Collected data entries
┌────────

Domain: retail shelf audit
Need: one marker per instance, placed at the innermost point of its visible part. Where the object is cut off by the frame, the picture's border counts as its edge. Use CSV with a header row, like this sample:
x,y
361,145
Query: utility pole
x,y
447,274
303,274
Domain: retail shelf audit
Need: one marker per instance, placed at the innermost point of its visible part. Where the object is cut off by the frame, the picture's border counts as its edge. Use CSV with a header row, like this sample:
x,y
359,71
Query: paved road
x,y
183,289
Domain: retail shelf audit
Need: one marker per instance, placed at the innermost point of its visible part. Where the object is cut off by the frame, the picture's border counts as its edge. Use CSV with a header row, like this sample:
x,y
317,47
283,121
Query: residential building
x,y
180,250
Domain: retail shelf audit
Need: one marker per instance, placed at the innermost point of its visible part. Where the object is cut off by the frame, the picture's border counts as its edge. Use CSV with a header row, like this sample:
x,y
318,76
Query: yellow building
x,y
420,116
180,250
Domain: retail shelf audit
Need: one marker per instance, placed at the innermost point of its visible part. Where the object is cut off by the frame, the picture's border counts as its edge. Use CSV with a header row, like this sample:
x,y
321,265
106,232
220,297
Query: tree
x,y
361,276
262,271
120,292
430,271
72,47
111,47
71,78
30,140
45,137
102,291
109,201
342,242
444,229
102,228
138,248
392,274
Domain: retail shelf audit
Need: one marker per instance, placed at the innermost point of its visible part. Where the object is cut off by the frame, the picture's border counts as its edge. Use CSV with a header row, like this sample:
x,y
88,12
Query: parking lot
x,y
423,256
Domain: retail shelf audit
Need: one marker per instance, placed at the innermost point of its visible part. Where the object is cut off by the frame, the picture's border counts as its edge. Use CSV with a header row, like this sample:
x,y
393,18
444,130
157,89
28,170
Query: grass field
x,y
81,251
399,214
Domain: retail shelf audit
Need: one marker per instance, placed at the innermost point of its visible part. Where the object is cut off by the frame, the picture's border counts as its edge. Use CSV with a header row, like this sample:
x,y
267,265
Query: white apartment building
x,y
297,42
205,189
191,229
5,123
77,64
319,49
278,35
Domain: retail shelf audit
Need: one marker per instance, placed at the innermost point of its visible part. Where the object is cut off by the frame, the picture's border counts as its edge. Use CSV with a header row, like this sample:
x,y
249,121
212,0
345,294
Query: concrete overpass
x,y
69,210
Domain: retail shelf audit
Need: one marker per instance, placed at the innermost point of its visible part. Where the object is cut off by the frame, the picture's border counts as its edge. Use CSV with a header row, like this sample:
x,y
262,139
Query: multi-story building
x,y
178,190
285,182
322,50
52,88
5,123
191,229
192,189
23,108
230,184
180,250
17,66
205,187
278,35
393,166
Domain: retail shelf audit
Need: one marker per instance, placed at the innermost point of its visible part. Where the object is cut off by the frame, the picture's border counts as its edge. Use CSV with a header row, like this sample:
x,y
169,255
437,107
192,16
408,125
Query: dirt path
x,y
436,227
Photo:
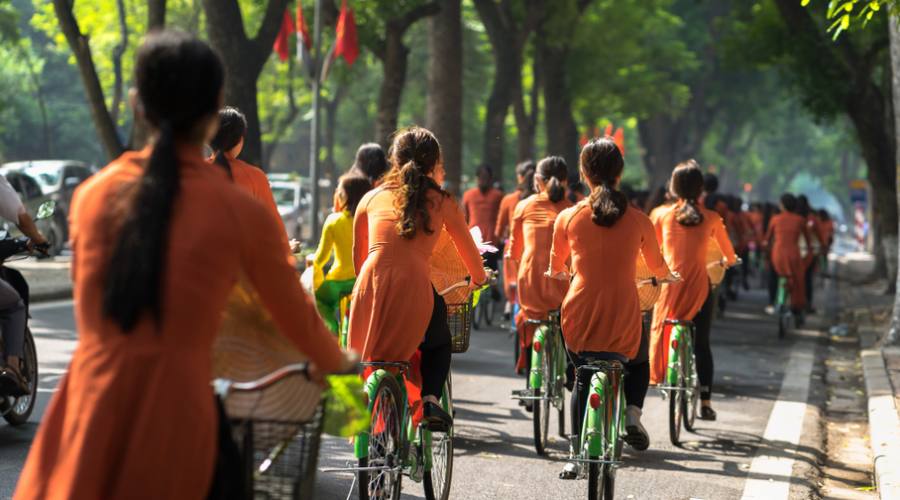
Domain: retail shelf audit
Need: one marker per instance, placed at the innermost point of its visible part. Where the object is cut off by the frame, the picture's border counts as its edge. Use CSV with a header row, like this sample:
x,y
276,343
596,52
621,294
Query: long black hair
x,y
179,82
554,171
687,185
232,128
602,163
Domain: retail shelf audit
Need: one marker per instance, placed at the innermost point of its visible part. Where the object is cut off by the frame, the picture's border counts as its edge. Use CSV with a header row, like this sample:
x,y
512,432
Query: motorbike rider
x,y
12,307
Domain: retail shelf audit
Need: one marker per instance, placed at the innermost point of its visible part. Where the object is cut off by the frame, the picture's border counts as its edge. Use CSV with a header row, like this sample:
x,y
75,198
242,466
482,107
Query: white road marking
x,y
770,475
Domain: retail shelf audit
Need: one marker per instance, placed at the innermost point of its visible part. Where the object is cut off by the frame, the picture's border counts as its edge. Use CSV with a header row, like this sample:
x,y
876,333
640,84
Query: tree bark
x,y
393,55
443,113
156,14
80,45
244,59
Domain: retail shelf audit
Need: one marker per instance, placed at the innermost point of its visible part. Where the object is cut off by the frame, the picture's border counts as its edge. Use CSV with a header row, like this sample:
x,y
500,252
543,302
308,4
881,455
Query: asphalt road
x,y
495,458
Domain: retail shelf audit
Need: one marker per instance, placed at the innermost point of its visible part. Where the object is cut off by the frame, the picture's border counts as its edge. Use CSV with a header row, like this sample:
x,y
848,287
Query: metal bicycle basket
x,y
280,457
459,319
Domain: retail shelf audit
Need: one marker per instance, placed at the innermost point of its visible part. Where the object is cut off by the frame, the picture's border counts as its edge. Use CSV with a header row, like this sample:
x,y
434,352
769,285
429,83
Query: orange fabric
x,y
510,271
482,210
786,228
254,181
392,299
601,311
685,248
134,415
529,245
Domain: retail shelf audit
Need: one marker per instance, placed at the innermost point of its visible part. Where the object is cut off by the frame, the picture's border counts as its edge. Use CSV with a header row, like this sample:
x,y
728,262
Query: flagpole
x,y
314,124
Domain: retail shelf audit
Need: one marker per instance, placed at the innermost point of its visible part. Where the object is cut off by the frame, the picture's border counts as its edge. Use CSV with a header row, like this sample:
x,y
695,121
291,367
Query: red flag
x,y
302,30
346,44
281,41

└────────

Your task is to repeat the data above exactly while excluding the pictures.

WRITTEN ANSWER:
Domain: retail shelf audit
Need: one marker per instance, placed at the innermost point of its visible part. Where the object is cut off by the frame, the picture's border counts as its edge. Use CSV with a header row, like this sample:
x,y
361,145
Query: utility pole
x,y
447,274
303,274
Domain: retail shelf audit
Need: one marker per instance, placed at the innermost point of its visible part. Where the object is cut off by the frame, the picture's border counts as its edge. Use CSV with a header row, like this sample:
x,y
359,71
Query: paved road
x,y
183,289
Domain: retail shelf audit
Need: one marker per instance, placed at the innermost point of its visible part. Where the object is cut off by the frame, the picture's border counts as its edge. Use CSV with a header row, like this sample:
x,y
317,47
283,121
Query: residential building
x,y
180,250
Domain: retail shelf audit
Need: one marker per instance, placed at the innermost point of its visible part. Where the object is cut off by the frame, the picture's border counts as its edge. Use CSV with a header row, like this sample:
x,y
318,76
Query: yellow building
x,y
420,116
180,250
Domain: retail shelf audit
Need: one marker per instance, placed at the innermost point of its visible part. Where the object is cut off by the frame, the picture's border counts as its edge. Use CSV with a header row, like this sample:
x,y
321,265
106,232
220,297
Query: tree
x,y
361,276
262,271
120,292
430,271
72,47
111,47
71,78
30,140
45,137
102,291
109,201
342,242
444,229
102,228
138,248
392,274
Domain: retail shelf audit
Need: one marker per instance, placed at the innermost point of its visible part. Where the object is cut off by the frame, the picture's border counts as its edge. Use CSV with a header row, like this sample:
x,y
88,12
Query: parking lot
x,y
423,256
Domain: retail shelf audit
Need: one marker per instance, placed at the innermost point of its visible part. Where the object is cut off by the frame, the picture's border counts as its edge. Use CSV with a header row, like this sample:
x,y
393,18
444,130
157,89
28,170
Query: grass field
x,y
81,251
399,214
Domain: retail shelf audit
Need: one marker per instance, placed at the innermost point of its visible part. Where the object is cut off by the frame, the picture's border counts as its edge. Use CSV with a header row, like this sample:
x,y
267,265
Query: white apartment building
x,y
297,42
205,189
191,229
5,123
77,64
319,49
278,35
Domain: retail shelf audit
Need: one marker per instance, placed at the innermost point of its visible part. Where the object is cut off by the frame, the picture's border counts as its edge. Use CSV with a header row, like this sample:
x,y
249,121
212,0
345,294
Query: concrete overpass
x,y
69,210
Domain: retail shelf audit
Need: one marker per instance, placed at the innermost point of its visible part. Where the object is cut off by the frame, the picture's border counts as its edge. Use CSV with a header row, like this sample:
x,y
262,139
Query: multi-story building
x,y
178,190
285,182
322,50
52,88
5,123
191,229
192,189
23,108
230,184
180,250
17,66
205,187
278,35
393,166
Domain: retail shelf audit
Need: one marker per instance, placed at the innermost point of its visible part. Where the object is cut off by the frame, the picture's border counts as its edge. Use CSV with a header row, like this sample:
x,y
169,255
437,107
192,16
408,125
Query: dirt path
x,y
436,227
Photo:
Domain: retail shelf audit
Need: one marker per instance, placed at the innermost point of its visible part. Where the object is cut off by the frame, the picture's border counts as its edge. Use CSV with a header row, like this sample:
x,y
276,343
596,52
621,294
Query: long black hair
x,y
179,82
554,171
687,185
232,128
602,163
Domain: retail shelf audit
Need: one marker per instance, placed at the innermost point of its visible part. Where the object is cut off by the frame, the picture's border counts as its edge. Use CSV with a header row, like this sample:
x,y
512,432
Query: motorbike rider
x,y
12,307
Domain: retail shelf audit
Need: one marker per instance, placed at the innermost point of its visible part. Where the object is cut off by the frame, the picture's border counts as its edge. Use CSV with a header row, like this sample:
x,y
75,198
242,466
482,107
Query: white road marking
x,y
770,475
Domain: retail shelf audit
Need: one marker per instance, placed at the innermost point of its visible part. Where the object is cut off by the frame, the picture's border counts as its edge. Use CSV with a header row, like this sample:
x,y
876,333
640,84
Query: tree bark
x,y
393,55
443,113
156,14
80,45
244,59
Domain: retail shelf audit
Need: one marker per instance, placed at the innermost point of its visible part. Where the object is cut off by the frame, the picture's border counts as its edge. Use CSV with a header row, like this sample:
x,y
500,252
543,302
308,4
881,455
Query: asphalt road
x,y
495,458
Domain: retail shelf audit
Need: one marker per instance, placed at the innermost point of its visible part. Where the object is cut off by the frame, the picture's border counts as its edge. Use CSV with a header row, like this sample:
x,y
848,287
Query: metal bicycle basket
x,y
280,457
459,319
Domain: retail shelf audit
Need: one marker per instance, placed at the innermost point of its visible part. Where the object is cut off by the frame, the picture's border counts as its edge. Use CSV with a header row, like this sample:
x,y
434,352
769,285
429,83
Query: orange fabric
x,y
510,271
482,210
786,228
254,181
392,299
601,311
685,248
134,415
529,245
Domain: retail shelf audit
Need: one marker per instance, placed at the innermost point of its visible part. Where the object is cut off by the frame, the picture's border counts as its edge. Use CSV with a header row, like this sample:
x,y
728,262
Query: flagpole
x,y
314,124
Domain: retail shelf audit
Need: one marker per instance, placed at the innermost point of its visible part. Where the object is cut off by the frame, the picture's border counts as its edge. Use CSV with a header row, like this sample:
x,y
695,121
291,367
Query: red flag
x,y
302,30
346,44
281,41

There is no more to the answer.